#### HALAMAN:
Dan juga di ayat yang lain Allah mengatakan :
[5:2] Dan janganlah sekali-kali kebencian(mu) kepada sesuatu kaum karena mereka menghalang-halangi kamu dari Masjidilharam, mendorongmu berbuat aniaya (melampaui batas kepada mereka)

[5:8] Hai orang-orang yang beriman hendaklah kamu jadi orang-orang yang selalu menegakkan (kebenaran) karena Allah, menjadi saksi dengan adil. Dan janganlah sekali-kali kebencianmu terhadap sesuatu kaum, mendorong kamu untuk berlaku tidak adil. Berlaku adillah, karena adil itu lebih dekat kepada takwa. Dan bertakwalah kepada Allah, sesungguhnya Allah Maha Mengetahui apa yang kamu kerjakan.
[8:59-61] Dan janganlah orang-orang yang kafir itu mengira, bahwa mereka akan dapat lolos (dari kekuasaan Allah). Sesungguhnya mereka tidak dapat melemahkan (Allah). Dan siapkanlah untuk menghadapi mereka kekuatan apa saja yang kamu sanggupi dan dari kuda-kuda yang ditambat untuk berperang (yang dengan persiapan itu) kamu menggentarkan musuh Allah, musuhmu dan orang-orang selain mereka yang kamu tidak mengetahuinya; sedang Allah mengetahuinya. Apa saja yang kamu nafkahkan pada jalan Allah niscaya akan dibalas dengan cukup kepadamu dan kamu tidak akan dianiaya (dirugikan). Dan jika mereka condong kepada perdamaian, maka condonglah kamu (juga) kepada (perdamaian) itu dan bertawakallah kepada Allah. Sesungguhnya Dialah Yang Maha Mendengar lagi Maha Mengetahui.


Kaum kafir - perusak perjanjian

Terkait dengan surah At-Taubah (9)  ayat 5 di atas, merupakan pernyataan yang memperbolehkan kaum muslimin untuk membatalkan perjanjian damai dengan kaum kafir, apabila kaum kafir tersebut yang terlebih dahulu melanggar perjanjian, sebagaimana disebutkan di ayat 4. Meskipun perjanjian itu sendiri secara resmi belum batal, akan tetapi jika dalam prakteknya kaum-kaum kafir melanggar isi perjanjian damai tersebut, maka kaum muslimin diperbolehkan untuk mengumumkan pembatalan perjanjian. Sebagaimana surah At-Taubah (9) ini ayat 1-8 :
[9:1] (Inilah pernyataan) pemutusan hubungan dari Allah dan Rasul-Nya (yang dihadapkan) kepada orang-orang musyrikin yang kamu (kaum muslimin) telah mengadakan perjanjian (dengan mereka).

#### DATA YANG DIBERIKAN:
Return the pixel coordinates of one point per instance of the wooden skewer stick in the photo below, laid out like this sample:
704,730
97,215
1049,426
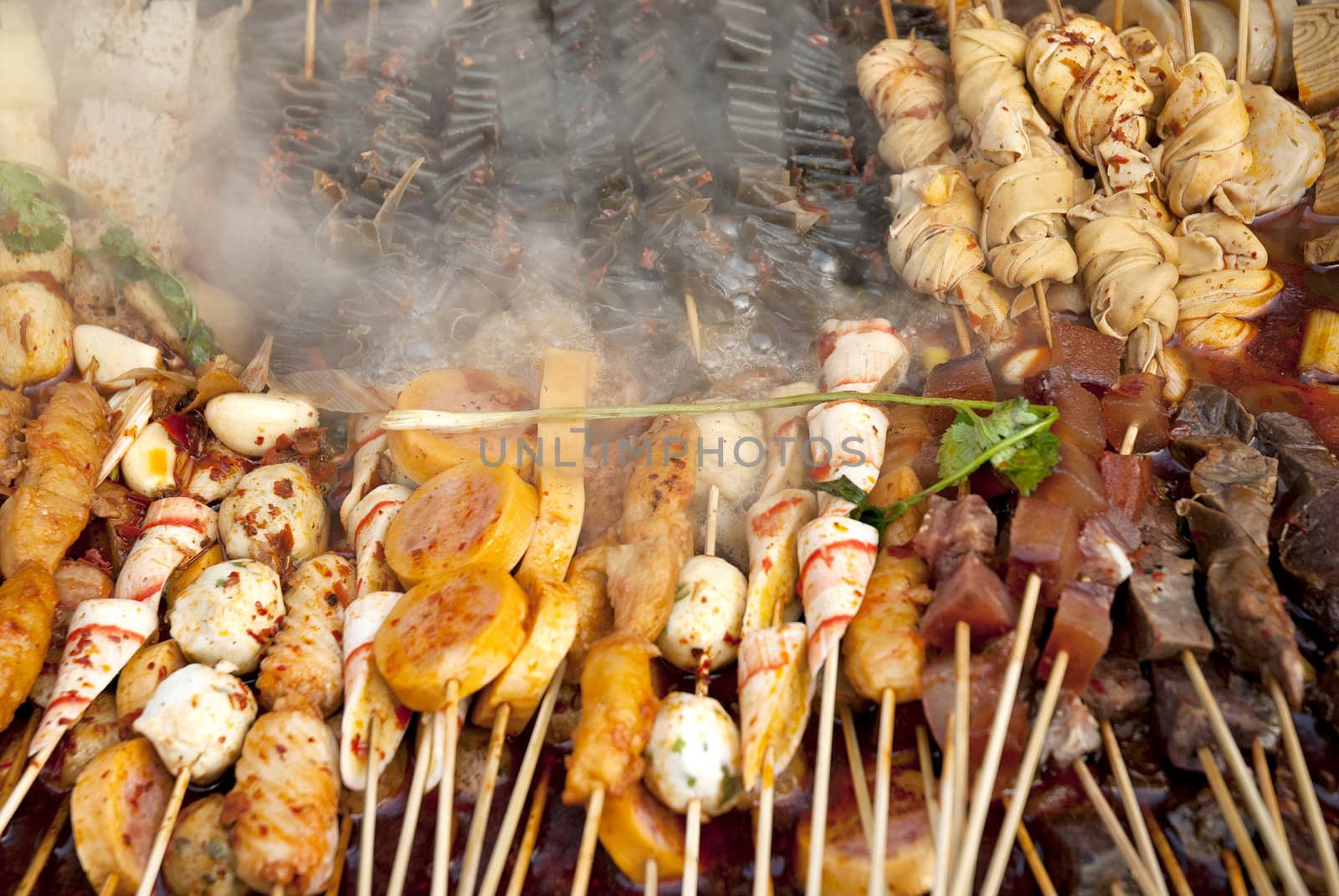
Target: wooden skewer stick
1236,884
857,776
1133,816
983,788
823,776
156,855
1265,782
1115,829
1322,840
589,840
1187,28
1180,885
1044,310
484,802
446,793
943,852
1255,868
890,23
1023,780
1034,860
883,785
521,786
532,833
1243,39
310,59
44,852
1242,775
367,835
762,842
346,833
423,761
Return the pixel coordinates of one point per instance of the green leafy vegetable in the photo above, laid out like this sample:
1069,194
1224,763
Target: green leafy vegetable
1014,438
131,263
28,220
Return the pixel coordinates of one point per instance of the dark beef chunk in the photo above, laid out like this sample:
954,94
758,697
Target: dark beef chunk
1235,479
1185,724
1117,689
1164,614
1212,410
1245,607
971,592
952,530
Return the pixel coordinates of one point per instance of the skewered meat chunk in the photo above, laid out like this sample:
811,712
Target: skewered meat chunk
934,244
470,513
655,533
1164,612
274,516
1203,129
971,593
952,530
1081,627
1044,539
618,709
303,668
904,82
198,721
464,627
27,603
1088,356
774,693
50,505
285,809
229,615
114,812
200,860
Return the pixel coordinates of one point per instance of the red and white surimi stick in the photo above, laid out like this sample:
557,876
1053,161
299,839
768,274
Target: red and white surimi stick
104,635
370,521
173,532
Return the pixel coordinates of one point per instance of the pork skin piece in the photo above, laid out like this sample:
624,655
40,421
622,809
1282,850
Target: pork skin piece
1117,689
952,530
1165,615
974,593
1185,724
1212,410
1232,477
1306,520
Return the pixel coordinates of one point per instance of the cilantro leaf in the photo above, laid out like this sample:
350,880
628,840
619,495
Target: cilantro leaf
28,220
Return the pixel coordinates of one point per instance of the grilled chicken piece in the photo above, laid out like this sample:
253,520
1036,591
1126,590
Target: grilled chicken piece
305,666
115,809
50,506
27,603
285,809
618,709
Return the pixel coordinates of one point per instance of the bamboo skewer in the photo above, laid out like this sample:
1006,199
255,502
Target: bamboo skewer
1026,771
983,788
883,784
516,804
1180,885
1113,827
484,802
532,833
1133,816
1242,775
1322,840
160,848
1255,868
367,833
446,793
44,852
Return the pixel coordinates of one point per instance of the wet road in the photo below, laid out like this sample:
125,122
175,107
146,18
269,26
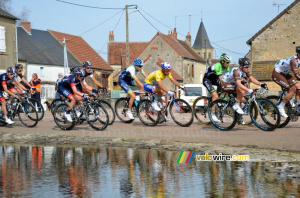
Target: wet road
286,139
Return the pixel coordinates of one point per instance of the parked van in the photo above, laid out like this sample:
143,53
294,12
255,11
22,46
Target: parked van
192,92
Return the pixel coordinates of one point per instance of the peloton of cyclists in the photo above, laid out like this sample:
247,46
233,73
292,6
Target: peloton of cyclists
282,76
127,78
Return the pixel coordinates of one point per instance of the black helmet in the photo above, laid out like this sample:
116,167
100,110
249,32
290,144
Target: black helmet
18,66
244,62
298,49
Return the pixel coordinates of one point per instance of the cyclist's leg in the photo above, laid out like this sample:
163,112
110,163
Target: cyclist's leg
124,84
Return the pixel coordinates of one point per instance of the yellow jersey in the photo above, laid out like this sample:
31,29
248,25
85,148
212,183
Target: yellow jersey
156,76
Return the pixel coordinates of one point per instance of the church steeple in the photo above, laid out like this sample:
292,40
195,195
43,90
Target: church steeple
202,42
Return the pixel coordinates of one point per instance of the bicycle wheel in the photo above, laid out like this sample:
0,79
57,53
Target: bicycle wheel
60,119
287,108
110,111
147,114
96,116
40,108
54,103
28,114
200,108
121,107
2,122
269,118
181,112
224,112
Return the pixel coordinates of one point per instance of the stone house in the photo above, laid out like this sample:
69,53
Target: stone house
276,40
8,40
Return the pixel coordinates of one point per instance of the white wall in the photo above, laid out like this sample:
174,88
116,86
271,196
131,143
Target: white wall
50,72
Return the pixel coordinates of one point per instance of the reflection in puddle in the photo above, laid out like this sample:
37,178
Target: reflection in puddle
28,171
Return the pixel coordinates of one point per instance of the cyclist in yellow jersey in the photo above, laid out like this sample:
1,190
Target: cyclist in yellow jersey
153,83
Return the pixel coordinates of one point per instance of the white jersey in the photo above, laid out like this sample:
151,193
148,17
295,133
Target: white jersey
284,65
233,74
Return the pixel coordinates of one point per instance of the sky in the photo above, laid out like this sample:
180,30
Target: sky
229,24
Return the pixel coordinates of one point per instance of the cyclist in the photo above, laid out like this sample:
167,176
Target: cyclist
282,76
153,84
213,76
67,87
235,82
127,78
6,79
87,70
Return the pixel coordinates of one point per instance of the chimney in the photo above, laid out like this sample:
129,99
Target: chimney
27,26
188,39
175,34
111,36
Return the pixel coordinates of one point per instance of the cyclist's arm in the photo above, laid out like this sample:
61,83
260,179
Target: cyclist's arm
295,69
137,81
26,82
6,90
159,83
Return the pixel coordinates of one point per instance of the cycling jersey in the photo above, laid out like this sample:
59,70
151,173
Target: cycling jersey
234,74
157,76
65,85
215,71
129,73
284,66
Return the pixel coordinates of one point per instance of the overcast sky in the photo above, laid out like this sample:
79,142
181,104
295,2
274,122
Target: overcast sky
229,24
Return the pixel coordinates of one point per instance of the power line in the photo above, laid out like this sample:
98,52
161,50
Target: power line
89,6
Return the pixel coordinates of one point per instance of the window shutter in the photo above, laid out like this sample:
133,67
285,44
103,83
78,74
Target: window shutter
2,39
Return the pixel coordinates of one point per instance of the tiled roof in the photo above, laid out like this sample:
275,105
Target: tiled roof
117,52
42,48
82,50
271,22
5,14
180,47
173,73
201,37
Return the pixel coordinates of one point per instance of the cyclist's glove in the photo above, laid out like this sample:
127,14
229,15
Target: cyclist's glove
170,93
264,85
84,95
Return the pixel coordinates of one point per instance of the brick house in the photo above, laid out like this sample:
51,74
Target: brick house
82,51
276,40
8,45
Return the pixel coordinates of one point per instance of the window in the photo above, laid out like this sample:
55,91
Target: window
2,39
41,71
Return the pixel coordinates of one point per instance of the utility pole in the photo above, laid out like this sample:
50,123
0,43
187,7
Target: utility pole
127,37
66,65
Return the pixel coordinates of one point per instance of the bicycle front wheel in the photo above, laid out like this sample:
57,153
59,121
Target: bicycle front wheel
200,108
110,111
287,108
60,118
28,115
269,118
222,115
181,112
97,117
147,114
121,107
40,108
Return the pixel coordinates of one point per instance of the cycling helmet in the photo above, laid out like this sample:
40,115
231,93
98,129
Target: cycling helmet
298,49
138,62
79,72
86,64
244,62
225,57
18,66
165,65
10,70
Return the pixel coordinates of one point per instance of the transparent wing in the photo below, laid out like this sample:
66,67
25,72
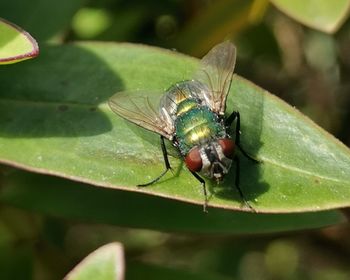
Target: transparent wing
142,108
215,72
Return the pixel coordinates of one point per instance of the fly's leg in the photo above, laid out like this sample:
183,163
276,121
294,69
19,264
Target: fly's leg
166,162
237,177
228,122
200,179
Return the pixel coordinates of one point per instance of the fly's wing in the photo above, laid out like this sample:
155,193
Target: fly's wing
141,108
215,72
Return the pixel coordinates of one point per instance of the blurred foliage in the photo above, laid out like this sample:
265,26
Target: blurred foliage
307,68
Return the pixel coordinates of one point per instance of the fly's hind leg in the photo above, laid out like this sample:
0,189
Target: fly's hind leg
166,162
228,122
237,179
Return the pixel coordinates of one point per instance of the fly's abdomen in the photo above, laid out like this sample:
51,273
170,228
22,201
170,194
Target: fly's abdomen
197,126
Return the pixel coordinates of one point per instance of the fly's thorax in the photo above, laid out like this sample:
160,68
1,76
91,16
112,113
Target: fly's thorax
183,94
196,127
213,160
186,105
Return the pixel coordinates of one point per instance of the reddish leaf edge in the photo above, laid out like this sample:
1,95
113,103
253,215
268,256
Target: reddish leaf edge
33,53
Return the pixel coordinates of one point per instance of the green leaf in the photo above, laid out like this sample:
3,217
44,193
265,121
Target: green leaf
106,263
68,199
138,270
55,120
45,20
323,15
15,43
212,24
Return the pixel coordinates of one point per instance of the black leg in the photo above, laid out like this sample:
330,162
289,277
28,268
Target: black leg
237,177
200,179
228,123
166,162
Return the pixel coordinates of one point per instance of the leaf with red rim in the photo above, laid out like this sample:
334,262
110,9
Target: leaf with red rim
15,43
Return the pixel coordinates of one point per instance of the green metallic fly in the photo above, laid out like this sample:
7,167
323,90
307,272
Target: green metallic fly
191,114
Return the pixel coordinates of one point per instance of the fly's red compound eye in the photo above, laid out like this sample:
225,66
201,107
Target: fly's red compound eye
227,146
193,160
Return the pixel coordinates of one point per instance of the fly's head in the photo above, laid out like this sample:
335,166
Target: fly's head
213,159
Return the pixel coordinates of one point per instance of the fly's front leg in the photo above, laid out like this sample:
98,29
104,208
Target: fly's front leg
166,162
228,122
201,180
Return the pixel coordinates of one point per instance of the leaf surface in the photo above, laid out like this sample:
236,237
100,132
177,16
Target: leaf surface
55,120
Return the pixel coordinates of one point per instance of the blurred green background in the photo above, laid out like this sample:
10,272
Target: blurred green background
308,68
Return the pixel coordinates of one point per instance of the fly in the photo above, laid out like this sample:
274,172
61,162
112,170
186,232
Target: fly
191,114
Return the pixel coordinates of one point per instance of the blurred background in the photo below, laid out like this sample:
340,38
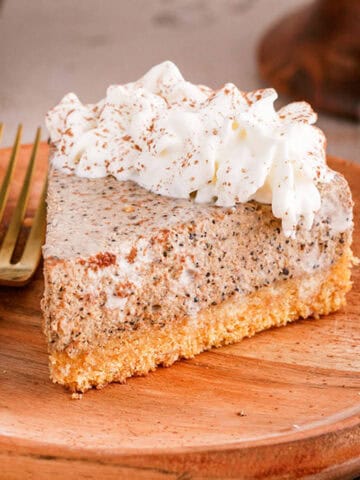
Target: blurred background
51,47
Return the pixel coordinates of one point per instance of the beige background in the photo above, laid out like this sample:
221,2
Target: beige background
50,47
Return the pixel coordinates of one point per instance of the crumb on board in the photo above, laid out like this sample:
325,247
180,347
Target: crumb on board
76,396
241,413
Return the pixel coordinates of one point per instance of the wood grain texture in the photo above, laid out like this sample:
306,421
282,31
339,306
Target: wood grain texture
284,404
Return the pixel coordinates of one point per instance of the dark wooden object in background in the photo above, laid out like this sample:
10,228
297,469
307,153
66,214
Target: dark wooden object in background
314,55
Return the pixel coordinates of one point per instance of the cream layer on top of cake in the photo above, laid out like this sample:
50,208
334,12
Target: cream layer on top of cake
183,140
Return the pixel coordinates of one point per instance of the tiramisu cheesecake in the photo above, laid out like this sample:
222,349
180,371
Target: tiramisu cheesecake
182,218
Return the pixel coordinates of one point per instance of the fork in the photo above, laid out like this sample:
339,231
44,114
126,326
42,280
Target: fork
20,273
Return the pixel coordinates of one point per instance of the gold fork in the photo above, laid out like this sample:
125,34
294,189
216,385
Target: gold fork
20,273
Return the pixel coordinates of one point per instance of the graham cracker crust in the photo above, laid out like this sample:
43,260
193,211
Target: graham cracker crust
140,351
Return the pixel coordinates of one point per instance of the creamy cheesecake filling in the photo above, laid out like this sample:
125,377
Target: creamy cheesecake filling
156,260
182,140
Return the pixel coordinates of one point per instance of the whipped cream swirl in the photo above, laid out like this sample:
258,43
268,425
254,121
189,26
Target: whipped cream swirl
188,141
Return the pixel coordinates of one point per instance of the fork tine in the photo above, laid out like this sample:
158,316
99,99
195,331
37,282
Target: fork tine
4,192
12,233
32,251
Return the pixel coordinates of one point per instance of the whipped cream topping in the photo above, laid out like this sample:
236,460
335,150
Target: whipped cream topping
189,141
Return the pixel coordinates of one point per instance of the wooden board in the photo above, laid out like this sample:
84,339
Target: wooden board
284,404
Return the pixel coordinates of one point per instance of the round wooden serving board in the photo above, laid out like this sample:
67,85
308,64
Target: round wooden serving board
283,404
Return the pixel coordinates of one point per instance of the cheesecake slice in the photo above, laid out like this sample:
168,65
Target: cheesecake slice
182,218
134,280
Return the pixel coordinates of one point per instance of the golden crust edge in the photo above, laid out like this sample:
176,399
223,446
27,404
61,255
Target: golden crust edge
141,351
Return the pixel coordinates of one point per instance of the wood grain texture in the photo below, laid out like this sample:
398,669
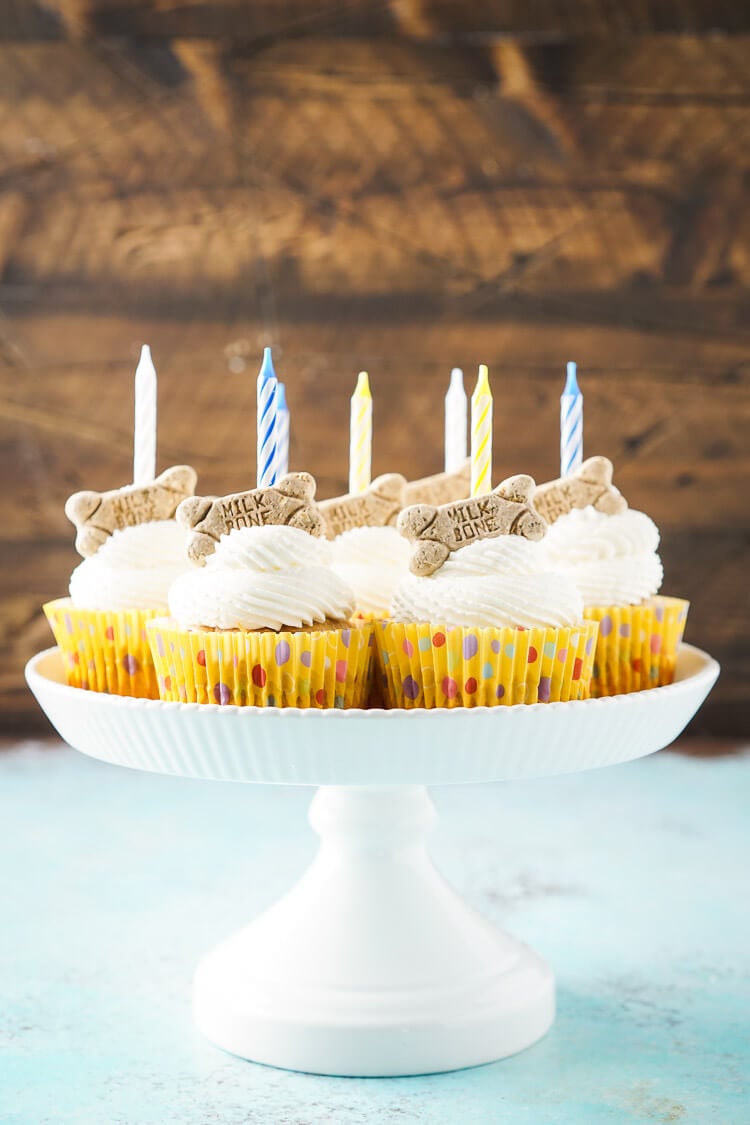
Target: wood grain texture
395,187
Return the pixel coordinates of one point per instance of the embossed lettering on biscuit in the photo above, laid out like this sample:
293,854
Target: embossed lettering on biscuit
290,502
377,507
590,484
437,531
96,515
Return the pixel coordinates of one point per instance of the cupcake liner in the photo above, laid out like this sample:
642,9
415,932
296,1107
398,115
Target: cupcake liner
636,647
105,650
310,668
436,666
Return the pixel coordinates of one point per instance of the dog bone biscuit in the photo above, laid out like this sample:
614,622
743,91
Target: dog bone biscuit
441,488
590,484
376,507
96,515
290,502
437,531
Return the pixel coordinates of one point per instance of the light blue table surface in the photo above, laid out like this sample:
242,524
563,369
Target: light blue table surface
633,882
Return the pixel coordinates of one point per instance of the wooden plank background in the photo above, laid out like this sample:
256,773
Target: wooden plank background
400,187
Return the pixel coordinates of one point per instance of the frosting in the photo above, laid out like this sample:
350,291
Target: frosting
491,583
612,558
372,561
264,577
133,569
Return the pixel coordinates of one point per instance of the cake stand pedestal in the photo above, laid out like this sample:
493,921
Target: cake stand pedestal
371,964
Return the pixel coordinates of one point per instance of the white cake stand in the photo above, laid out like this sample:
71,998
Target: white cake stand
371,964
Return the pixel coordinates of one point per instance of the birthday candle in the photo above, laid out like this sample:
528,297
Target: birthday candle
144,432
455,422
360,437
481,435
571,425
282,431
267,422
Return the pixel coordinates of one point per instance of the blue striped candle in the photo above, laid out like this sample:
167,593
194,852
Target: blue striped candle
571,425
267,422
282,431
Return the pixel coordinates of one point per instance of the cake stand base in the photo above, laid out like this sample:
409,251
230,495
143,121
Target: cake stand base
372,965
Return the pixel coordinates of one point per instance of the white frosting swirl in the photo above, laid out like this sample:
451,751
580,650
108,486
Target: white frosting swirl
612,558
372,561
267,577
494,582
133,569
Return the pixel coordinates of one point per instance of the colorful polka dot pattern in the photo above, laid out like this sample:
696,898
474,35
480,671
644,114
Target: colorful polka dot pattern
436,666
325,668
105,651
638,645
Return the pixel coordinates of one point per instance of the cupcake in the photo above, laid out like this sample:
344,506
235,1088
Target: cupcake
493,623
133,551
614,561
372,561
264,621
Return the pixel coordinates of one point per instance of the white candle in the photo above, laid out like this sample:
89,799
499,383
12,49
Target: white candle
457,416
144,433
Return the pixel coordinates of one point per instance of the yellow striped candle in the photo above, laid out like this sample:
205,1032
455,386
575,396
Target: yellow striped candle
481,435
360,437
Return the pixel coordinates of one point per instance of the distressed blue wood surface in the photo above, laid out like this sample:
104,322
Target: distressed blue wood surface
631,881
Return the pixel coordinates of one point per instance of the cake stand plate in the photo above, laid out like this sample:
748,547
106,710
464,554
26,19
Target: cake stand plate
371,964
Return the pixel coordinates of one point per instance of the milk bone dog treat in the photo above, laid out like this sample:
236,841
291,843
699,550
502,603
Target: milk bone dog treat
96,515
290,503
437,531
376,507
589,485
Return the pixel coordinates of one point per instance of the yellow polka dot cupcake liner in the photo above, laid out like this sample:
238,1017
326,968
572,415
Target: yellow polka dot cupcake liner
437,666
105,650
316,668
638,645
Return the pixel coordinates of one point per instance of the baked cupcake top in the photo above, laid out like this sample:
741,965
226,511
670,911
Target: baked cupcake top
613,559
497,582
271,576
133,569
372,561
133,547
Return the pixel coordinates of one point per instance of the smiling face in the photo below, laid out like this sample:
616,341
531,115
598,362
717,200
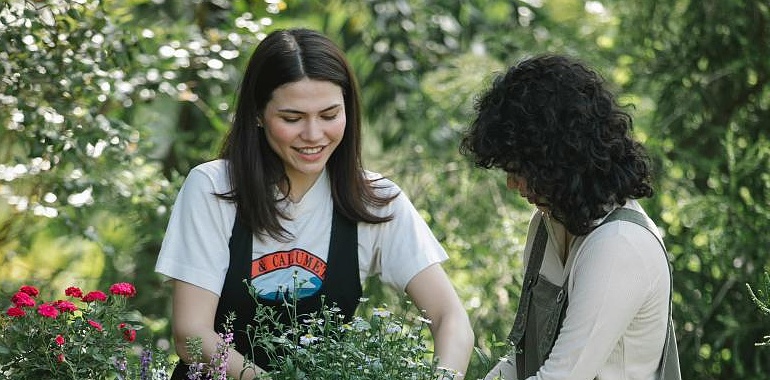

#### LATIHAN:
• a. Salin dengan tepat bagian halaman di atas yang terletak di antara "[5:8] Hai orang-orang" dan "yang kamu kerjakan.", termasuk kedua bagian tersebut.
• b. Rangkum halaman di atas dalam dua kalimat.

#### KUNCI JAWABAN:
• a.
[5:8] Hai orang-orang yang beriman hendaklah kamu jadi orang-orang yang selalu menegakkan (kebenaran) karena Allah, menjadi saksi dengan adil. Dan janganlah sekali-kali kebencianmu terhadap sesuatu kaum, mendorong kamu untuk berlaku tidak adil. Berlaku adillah, karena adil itu lebih dekat kepada takwa. Dan bertakwalah kepada Allah, sesungguhnya Allah Maha Mengetahui apa yang kamu kerjakan.

• b. Halaman ini mengutip ayat-ayat Al-Qur'an yang melarang kebencian terhadap suatu kaum mendorong orang berbuat aniaya atau berlaku tidak adil, memerintahkan persiapan kekuatan untuk menghadapi musuh, serta memerintahkan condong kepada perdamaian apabila pihak lawan condong kepadanya. Halaman ini juga menjelaskan bahwa surah At-Taubah ayat 5 memperbolehkan kaum muslimin membatalkan perjanjian damai dengan kaum kafir apabila kaum kafir tersebut yang terlebih dahulu melanggar perjanjian.